WRITTEN INSTRUCTION
Rewrite the lines from the start of the rows up to and including the one containing "x=294, y=121", replacing "blue sky" with "gray sky" and changing nothing else.

● ● ● ● ●

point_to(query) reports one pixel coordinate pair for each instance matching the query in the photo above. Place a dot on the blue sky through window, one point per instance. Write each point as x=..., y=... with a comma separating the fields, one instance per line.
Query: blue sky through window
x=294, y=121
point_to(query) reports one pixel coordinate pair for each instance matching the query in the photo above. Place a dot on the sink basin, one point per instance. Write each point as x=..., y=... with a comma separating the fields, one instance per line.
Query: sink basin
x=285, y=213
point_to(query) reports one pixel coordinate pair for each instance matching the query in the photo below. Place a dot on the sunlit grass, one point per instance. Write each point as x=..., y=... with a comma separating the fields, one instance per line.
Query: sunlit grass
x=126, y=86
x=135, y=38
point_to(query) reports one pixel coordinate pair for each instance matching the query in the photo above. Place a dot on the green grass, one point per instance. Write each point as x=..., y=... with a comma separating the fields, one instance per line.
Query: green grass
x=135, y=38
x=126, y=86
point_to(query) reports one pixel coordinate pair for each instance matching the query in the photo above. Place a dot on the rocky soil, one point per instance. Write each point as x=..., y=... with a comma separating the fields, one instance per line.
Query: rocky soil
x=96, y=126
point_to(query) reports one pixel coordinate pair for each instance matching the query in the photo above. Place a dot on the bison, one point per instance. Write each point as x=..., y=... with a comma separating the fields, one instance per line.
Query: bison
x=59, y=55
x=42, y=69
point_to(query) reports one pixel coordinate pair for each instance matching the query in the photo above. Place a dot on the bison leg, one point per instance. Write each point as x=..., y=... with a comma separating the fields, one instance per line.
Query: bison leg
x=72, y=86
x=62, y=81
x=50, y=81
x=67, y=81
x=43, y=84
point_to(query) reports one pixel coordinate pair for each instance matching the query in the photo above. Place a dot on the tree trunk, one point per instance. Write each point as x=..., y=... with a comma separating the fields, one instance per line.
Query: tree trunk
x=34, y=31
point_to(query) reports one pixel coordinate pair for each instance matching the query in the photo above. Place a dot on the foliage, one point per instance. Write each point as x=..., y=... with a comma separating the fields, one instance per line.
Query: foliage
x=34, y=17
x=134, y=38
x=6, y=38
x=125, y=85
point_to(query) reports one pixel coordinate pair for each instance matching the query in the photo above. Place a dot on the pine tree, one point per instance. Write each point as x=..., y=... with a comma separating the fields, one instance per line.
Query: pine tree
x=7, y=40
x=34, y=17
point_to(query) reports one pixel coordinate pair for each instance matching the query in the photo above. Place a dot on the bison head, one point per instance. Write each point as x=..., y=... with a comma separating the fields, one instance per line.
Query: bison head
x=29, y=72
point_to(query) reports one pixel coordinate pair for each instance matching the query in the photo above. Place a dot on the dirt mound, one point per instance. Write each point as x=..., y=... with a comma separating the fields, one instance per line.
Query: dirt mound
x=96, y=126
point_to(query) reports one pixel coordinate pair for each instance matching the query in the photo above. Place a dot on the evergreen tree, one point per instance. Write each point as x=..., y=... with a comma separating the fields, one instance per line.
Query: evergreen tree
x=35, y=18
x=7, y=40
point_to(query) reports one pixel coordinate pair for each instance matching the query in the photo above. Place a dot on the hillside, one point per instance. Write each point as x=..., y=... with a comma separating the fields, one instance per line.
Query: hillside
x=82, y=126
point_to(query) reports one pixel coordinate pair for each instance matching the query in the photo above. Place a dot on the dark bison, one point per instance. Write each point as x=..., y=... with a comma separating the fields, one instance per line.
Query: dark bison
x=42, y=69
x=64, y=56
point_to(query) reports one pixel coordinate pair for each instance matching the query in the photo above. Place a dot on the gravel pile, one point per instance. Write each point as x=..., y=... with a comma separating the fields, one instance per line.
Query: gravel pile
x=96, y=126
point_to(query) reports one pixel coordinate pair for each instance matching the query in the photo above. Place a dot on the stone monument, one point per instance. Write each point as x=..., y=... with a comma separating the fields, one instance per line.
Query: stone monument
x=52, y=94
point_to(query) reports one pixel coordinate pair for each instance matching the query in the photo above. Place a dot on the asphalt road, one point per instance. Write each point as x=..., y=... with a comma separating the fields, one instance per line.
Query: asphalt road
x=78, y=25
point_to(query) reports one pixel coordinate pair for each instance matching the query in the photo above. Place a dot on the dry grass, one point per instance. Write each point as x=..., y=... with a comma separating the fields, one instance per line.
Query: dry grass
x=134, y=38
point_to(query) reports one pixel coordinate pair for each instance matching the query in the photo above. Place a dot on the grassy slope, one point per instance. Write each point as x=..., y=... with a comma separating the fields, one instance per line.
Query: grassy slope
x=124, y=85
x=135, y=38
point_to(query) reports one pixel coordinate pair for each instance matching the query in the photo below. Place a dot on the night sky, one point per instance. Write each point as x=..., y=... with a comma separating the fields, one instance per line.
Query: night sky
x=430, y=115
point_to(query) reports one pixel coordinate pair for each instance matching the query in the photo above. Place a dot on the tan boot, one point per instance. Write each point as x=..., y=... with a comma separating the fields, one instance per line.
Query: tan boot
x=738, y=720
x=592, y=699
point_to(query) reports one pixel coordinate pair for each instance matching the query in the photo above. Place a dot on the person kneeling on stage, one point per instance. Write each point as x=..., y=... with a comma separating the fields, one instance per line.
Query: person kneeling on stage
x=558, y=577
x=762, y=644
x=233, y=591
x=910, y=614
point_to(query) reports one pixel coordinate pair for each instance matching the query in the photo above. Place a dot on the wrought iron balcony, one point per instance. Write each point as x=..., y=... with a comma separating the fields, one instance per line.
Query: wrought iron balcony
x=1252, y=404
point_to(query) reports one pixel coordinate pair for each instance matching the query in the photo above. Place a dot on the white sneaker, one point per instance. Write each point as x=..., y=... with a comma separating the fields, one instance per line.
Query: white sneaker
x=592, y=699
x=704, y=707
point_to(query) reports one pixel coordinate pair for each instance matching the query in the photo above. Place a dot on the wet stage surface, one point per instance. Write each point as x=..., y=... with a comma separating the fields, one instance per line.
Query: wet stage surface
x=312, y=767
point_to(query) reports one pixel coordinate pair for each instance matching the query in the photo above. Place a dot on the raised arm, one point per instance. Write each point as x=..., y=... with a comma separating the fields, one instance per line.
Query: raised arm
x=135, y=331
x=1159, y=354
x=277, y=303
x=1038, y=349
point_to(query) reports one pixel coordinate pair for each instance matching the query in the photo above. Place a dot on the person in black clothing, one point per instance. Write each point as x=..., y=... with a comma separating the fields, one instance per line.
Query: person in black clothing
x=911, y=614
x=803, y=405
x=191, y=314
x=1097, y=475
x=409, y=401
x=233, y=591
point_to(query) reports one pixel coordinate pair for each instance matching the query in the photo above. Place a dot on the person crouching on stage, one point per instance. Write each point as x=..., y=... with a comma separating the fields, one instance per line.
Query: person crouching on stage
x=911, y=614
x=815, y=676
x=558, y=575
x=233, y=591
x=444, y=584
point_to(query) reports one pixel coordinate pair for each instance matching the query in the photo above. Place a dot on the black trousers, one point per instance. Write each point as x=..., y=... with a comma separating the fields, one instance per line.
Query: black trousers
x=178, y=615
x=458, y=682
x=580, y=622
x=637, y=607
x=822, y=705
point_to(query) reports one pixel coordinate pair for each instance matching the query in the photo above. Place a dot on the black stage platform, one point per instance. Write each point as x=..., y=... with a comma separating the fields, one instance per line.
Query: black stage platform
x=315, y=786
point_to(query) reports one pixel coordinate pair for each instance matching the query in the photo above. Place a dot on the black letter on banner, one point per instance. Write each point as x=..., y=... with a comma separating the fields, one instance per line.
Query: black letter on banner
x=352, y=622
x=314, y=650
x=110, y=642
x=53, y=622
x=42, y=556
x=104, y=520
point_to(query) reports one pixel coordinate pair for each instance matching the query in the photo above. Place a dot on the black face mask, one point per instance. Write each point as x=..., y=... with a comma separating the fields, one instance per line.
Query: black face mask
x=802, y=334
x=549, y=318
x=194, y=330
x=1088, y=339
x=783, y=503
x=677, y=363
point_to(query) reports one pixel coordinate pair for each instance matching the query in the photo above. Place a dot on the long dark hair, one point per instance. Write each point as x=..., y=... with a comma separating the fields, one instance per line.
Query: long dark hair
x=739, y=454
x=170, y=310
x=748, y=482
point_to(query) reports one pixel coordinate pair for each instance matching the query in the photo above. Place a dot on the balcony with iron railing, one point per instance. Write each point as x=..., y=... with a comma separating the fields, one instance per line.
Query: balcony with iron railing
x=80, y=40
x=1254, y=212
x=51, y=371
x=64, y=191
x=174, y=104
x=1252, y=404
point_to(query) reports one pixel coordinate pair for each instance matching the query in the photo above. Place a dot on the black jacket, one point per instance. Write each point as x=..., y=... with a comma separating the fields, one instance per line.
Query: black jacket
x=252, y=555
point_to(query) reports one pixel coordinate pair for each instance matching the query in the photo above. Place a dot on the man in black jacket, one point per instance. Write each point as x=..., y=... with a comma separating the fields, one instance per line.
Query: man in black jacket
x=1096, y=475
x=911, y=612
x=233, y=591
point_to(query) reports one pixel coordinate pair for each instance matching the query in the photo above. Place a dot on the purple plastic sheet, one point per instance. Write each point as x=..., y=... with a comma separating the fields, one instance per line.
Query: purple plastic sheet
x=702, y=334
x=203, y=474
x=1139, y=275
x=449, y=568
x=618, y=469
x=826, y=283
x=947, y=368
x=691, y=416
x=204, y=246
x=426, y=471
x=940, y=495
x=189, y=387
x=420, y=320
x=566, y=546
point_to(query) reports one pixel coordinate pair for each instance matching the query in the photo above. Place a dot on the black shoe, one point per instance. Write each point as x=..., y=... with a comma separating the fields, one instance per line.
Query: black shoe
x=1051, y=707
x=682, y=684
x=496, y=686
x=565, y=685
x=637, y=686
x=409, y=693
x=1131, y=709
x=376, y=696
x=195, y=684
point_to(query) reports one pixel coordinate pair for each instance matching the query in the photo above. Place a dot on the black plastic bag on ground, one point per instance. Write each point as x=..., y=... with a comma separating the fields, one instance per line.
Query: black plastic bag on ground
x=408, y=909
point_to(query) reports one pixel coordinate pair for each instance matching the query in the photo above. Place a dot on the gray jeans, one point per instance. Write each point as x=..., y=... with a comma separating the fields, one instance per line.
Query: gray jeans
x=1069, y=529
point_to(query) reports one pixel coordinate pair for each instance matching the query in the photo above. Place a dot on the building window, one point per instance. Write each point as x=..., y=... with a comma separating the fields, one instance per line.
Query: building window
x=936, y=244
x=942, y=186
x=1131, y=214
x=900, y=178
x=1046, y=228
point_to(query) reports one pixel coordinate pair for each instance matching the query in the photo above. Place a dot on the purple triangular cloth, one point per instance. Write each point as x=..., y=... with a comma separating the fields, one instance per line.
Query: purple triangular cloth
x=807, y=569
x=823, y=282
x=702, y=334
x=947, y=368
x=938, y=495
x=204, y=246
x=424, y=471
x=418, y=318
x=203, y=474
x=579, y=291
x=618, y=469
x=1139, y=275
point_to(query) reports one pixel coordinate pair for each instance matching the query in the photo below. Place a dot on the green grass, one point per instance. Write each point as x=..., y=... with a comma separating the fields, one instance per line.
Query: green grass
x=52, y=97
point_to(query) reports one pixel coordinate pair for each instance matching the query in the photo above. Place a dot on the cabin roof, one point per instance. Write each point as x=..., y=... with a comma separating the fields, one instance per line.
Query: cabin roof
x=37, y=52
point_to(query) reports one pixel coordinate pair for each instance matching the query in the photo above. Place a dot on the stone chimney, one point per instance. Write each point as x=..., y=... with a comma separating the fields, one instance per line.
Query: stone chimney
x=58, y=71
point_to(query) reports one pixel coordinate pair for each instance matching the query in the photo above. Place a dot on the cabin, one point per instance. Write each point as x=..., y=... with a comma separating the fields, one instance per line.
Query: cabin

● ● ● ● ●

WRITTEN SOLUTION
point_to(query) reports one pixel coordinate pair for each instance matching the query in the photo above. Place a dot on the gray sky through window, one point per instance. Write each point as x=..., y=... with a comma separating the fields, one instance per line.
Query: gray sky through window
x=294, y=121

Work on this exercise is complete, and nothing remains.